TEXTE FOURNI:
===============

3) Si la réponse à la première question est qu'il faut opérer la distinction à
laquelle il est référé sous ii), les notions de 'besoins d'intérêt général
n'ayant pas un caractère industriel ou commercial et de 'besoins d'intérêt
général ayant un caractère industriel ou commercial doivent-elles alors être
interprétées en ce sens que la distinction entre ces notions dépend de la
réponse à la question de savoir si des entreprises privées (concurrentes)
satisfont ou non ces besoins?
4) L'exigence que l'organisme soit créé 'pour satisfaire spécifiquement des
besoins d'intérêt général ayant un caractère autre qu'industriel ou
commercial doit-elle être interprétée en ce sens qu'il ne peut être question
de 'satisfaire spécifiquement que si l'organisme satisfait exclusivement ces
besoins?
5) En cas de réponse négative à la quatrième question, l'organisme doit-il
presque exclusivement, ou en grande partie, ou de manière prépondérante,
ou, le cas échéant, d'une autre manière, satisfaire des besoins d'intérêt
général ayant un caractère autre qu'industriel ou commercial, pour
(continuer à) répondre à l'exigence que l'organisme a été créé pour
satisfaire spécifiquement ces besoins?
6) La réponse aux première à cinquième questions est-elle différente si les
besoins d'intérêt général ayant un caractère autre qu'industriel ou
commercial que l'organisme est censé satisfaire sont fondés sur une loi au
sens formel, des dispositions administratives, des actes réglementaires ou
autres?
7) La réponse à la quatrième question est-elle différente si les activités
commerciales sont exercées par une personne morale distincte, qui fait
partie d'un groupe/concern au sein duquel sont également exercées des
activités visant à satisfaire des besoins d'intérêt général?»
- 24.
- A titre liminaire, il convient de relever que, dans ses observations écrites, le
gouvernement français a estimé que les contrats liant les communes à ARA
pouvaient être considérés comme étant des concessions de service public qui
seraient dès lors exclus du champ d'application de la directive 92/50. Il a soutenu
que, pour qu'il y ait concession de service public au sens du droit communautaire,
il fallait que le contractant soit rémunéré soit par le droit d'exploiter le service, soit
par ce droit assorti d'un prix.
- 25.

===============

DONNÉES:
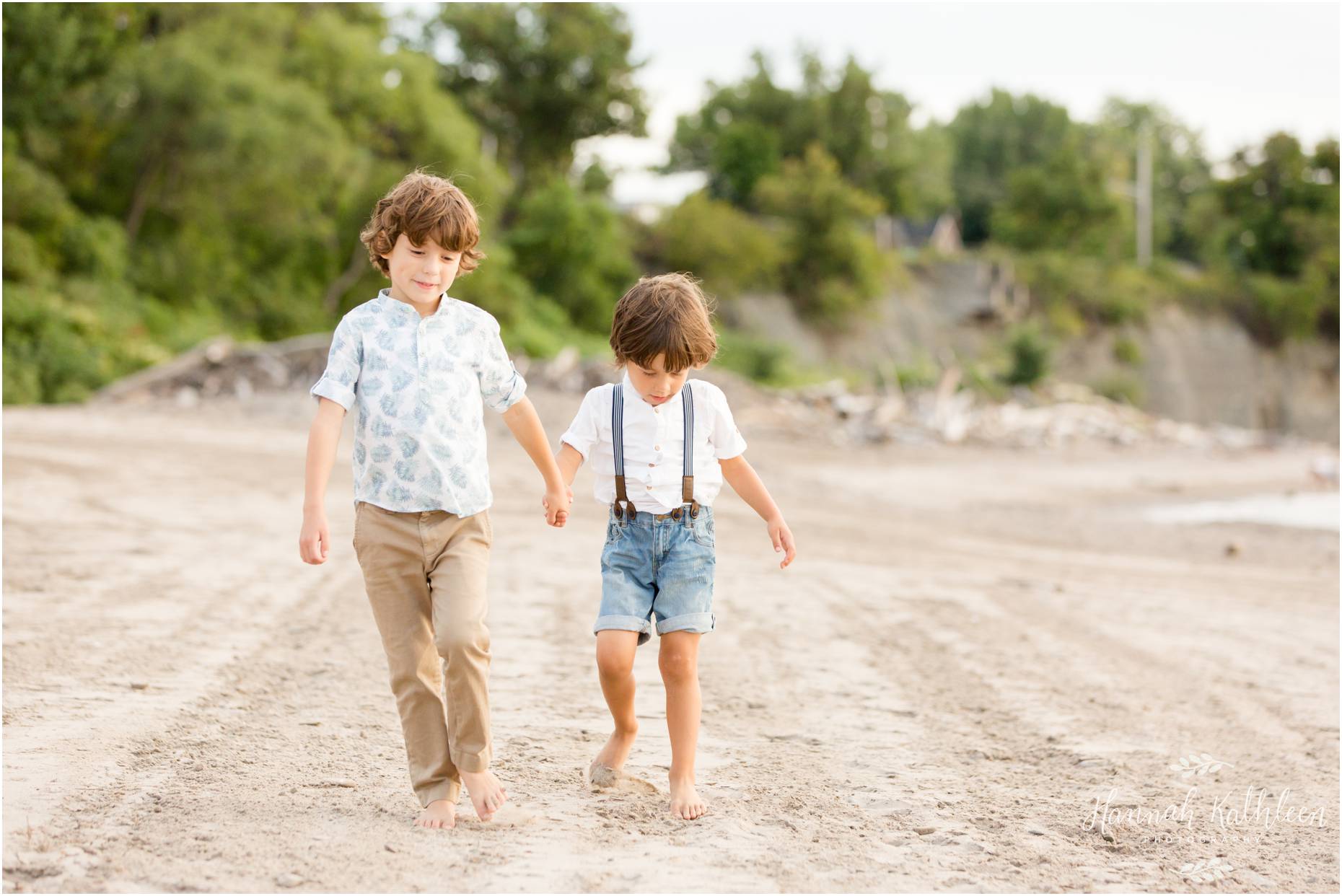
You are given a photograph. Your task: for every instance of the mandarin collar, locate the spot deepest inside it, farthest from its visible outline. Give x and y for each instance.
(633, 393)
(396, 306)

===============

CONSIGNES:
1) Les affirmations suivantes concordent-elles avec l'extrait sur la directive 92/50 ? Répondez par oui ou par non et citez les mots de l'extrait qui tranchent.
(a) La septième question envisage que les activités commerciales soient exercées par une personne morale distincte.
(b) Le gouvernement français a formulé son appréciation dans des observations orales.
(c) Selon le gouvernement français, les contrats liant les communes à ARA entreraient dans le champ d'application de la directive 92/50.
2) Répondez brièvement à ces questions sur l'extrait sur la directive 92/50 :
(a) Dans la quatrième question, quel adverbe pourrait conditionner le fait de « satisfaire spécifiquement » les besoins ?
(b) Quels fondements des besoins d'intérêt général la sixième question mentionne-t-elle ?
(c) D'après le gouvernement français, comment le contractant doit-il être rémunéré pour qu'il y ait concession de service public ?
3) Poursuivez l'extrait sur la directive 92/50 à partir de l'endroit où il s'arrête.

RÉPONSES DANS L'ORDRE:
1)
(a) Oui : « si les activités commerciales sont exercées par une personne morale distincte »
(b) Non : « dans ses observations écrites »
(c) Non : « seraient dès lors exclus du champ d'application de la directive 92/50 »

2)
(a) Exclusivement.
(b) Une loi au sens formel, des dispositions administratives, des actes réglementaires ou autres.
(c) Soit par le droit d'exploiter le service, soit par ce droit assorti d'un prix.

3)
- A cet égard, sans qu'il soit nécessaire d'interpréter la notion de concession de
service public, qui ne fait pas l'objet des questions posées par la juridiction
nationale, il suffit de constater qu'il résulte des renseignements fournis par les
communes en réponse à une question posée par la Cour, et notamment des articles
8 et 9 de l'accord-cadre conclu entre la Gemeente Rheden et ARA ainsi que de
l'article 7 de la convention de prestation de services relative au ramassage des
ordures ménagères conclue entre les mêmes parties, que la rémunération versée
à ARA consiste uniquement dans un prix et non pas dans le droit d'exploiter le
service.
- 26.
- Le gouvernement français a également soutenu qu'ARA devrait être qualifiée
d'association formée par plusieurs collectivités au sens de l'article 1er, sous b), de
la directive 92/50. Or, une telle association constituerait un pouvoir adjudicateur de
plein droit sans qu'il soit besoin d'examiner si elle est un organisme de droit public.
- 27.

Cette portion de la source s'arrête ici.